Saturday, August 1, 2009

Open questions: Teaching and research

My true passion is research. I especially enjoy experimental design and data interpretation and fantasizing about the broader applications of some result.

At this point, I'm somewhat indifferent toward classroom teaching.

Once upon a time, when I was still a young, timid grad student, I imagined that I would eventually end up teaching at a PUI with a research program. I later realized, partially because of something Bear told me, that I imagined that life because I didn't think I could be successful at a research university. Now, lest you think that I am against Ph.D.s at PUIs, I recognize there are wonderful reasons to pursue this avenue... just not for me.

Over the last couple of years, I have begun to define where I want my career to go--namely, an independent lab, most likely at a research university (although I have broadened my horizons a bit). I'm also thinking about what I need to get there.

Which brings me to today's questions for the blogosphere:
  1. For a faculty candidate at a research university, how much teaching experience is required/expected in (a) a college of arts and sciences where there are more undergraduate courses or (b) a medical school where course loads are generally lighter?
  2. How do I get teaching experience, especially when the department I'm currently in is far afield of my graduate work and of the topics I could envision myself teaching well?
My next job search is a few years down the road, but (a) I don't want to be figuring this stuff out during the application/interview process, (b) it takes time to find and line up such opportunities, and (c) time spent teaching would impact fellowship proposals and effort reporting.


Comrade PhysioProf said...

(1) (a) None. (b) None.

(2) You don't.

Aurora said...

It is generally a good idea to get some teaching experience. You can offer to lead a few labs for a course that has labs if you know the instructor. In some fields it is normal and expected for postdocs and even Ph.D. candidates to teach a few classes on their own. And it is usually built into the system. But if it isn't, then you have to look for opportunities. If you lead a student in any research project, however short, you can list it under teaching experience. It may be difficult to get an appointment in a department that emphasizes teaching without some prior teaching experience in this job market.

* PROBLEMS TO WORK ON *
A) The writer's next job search is a few years away. According to the blog post, why does the writer want to work out the teaching question now?
B) From the blog post, copy the part that begins with the words containing "Aurora said..." and ends with "this job market.".
C) Say whether each statement agrees with the blog post, answering yes or no and quoting the words that decide it.
(i) The writer's true passion is classroom teaching.
(ii) Aurora says that leading a student in a research project can be listed as teaching experience.
(iii) The writer's current department is close to the writer's graduate work.

* DATA EXCERPTS *
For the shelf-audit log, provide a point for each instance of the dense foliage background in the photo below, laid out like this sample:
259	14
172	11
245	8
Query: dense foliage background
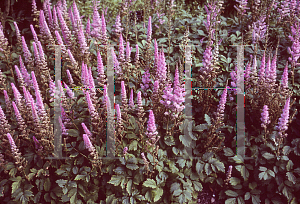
269	172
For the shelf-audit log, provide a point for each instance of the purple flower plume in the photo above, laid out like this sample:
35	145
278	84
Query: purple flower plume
265	116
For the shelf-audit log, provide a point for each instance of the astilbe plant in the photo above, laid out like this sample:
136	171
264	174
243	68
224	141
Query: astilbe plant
143	168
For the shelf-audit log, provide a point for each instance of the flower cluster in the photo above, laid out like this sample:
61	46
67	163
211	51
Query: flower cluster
283	120
265	117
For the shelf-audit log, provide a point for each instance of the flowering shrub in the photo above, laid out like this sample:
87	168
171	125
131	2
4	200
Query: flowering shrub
151	138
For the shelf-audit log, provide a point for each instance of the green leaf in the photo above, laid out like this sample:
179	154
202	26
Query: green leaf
120	170
286	150
169	140
79	177
59	171
208	169
289	165
255	199
132	166
177	192
110	198
230	201
187	194
238	159
186	140
132	159
115	180
271	173
252	185
197	186
157	194
244	172
73	133
200	128
133	145
220	166
150	183
261	168
75	170
235	181
129	186
291	177
15	186
181	162
47	184
174	187
247	196
231	193
200	32
228	152
199	167
207	119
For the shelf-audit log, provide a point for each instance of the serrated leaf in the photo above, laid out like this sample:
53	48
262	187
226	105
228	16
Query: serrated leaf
174	187
252	185
220	166
286	150
271	173
230	201
157	194
186	140
235	181
208	169
262	168
15	186
244	172
187	194
181	162
59	171
175	150
73	133
75	170
115	180
289	165
129	187
207	119
291	177
231	193
177	192
255	199
150	183
47	184
133	145
120	170
199	167
197	186
132	166
79	177
247	196
228	152
268	155
238	159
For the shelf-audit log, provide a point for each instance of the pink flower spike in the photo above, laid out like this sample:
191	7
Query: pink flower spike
103	28
131	103
87	143
37	143
284	79
123	93
86	130
11	142
283	120
149	32
119	117
70	77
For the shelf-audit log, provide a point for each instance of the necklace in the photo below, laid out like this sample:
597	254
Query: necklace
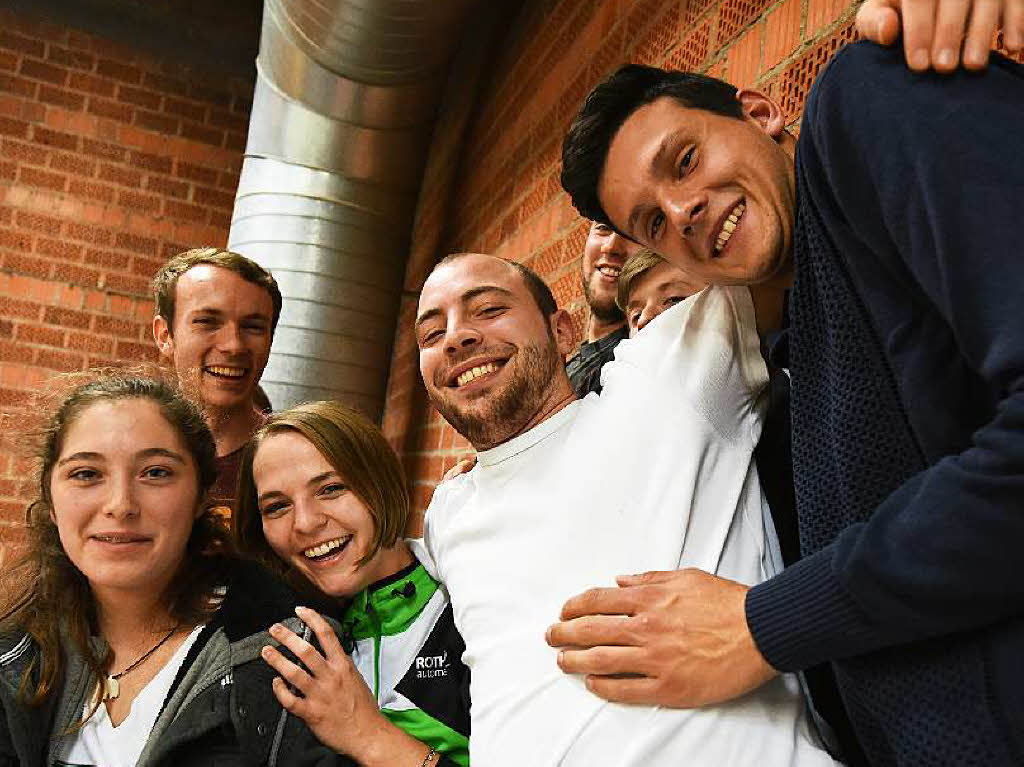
112	688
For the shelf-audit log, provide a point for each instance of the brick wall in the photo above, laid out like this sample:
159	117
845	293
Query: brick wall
507	199
111	161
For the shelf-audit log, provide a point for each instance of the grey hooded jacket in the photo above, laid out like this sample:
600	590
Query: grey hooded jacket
220	711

* RESPONSES PER TASK *
A) The writer doesn't want to be figuring this out during the application and interview process, and it takes time to find and line up teaching opportunities. Time spent teaching would also affect fellowship proposals and effort reporting.

B)
Aurora said...

It is generally a good idea to get some teaching experience. You can offer to lead a few labs for a course that has labs if you know the instructor. In some fields it is normal and expected for postdocs and even Ph.D. candidates to teach a few classes on their own. And it is usually built into the system. But if it isn't, then you have to look for opportunities. If you lead a student in any research project, however short, you can list it under teaching experience. It may be difficult to get an appointment in a department that emphasizes teaching without some prior teaching experience in this job market.

C)
(i) No: "My true passion is research."
(ii) Yes: "If you lead a student in any research project, however short, you can list it under teaching experience."
(iii) No: "the department I'm currently in is far afield of my graduate work"